--- Brief ---
Render the material below as a numbered list, leaving out any blank lines.

◇ ◇ ◇

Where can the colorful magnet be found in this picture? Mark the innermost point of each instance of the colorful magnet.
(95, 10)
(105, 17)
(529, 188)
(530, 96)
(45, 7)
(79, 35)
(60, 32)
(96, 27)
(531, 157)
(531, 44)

◇ ◇ ◇

--- Result ---
1. Where can the colorful magnet be found in this picture? Mark the innermost point of each instance of the colorful magnet.
2. (95, 10)
3. (105, 17)
4. (529, 188)
5. (530, 96)
6. (45, 7)
7. (79, 35)
8. (60, 32)
9. (96, 27)
10. (531, 157)
11. (531, 44)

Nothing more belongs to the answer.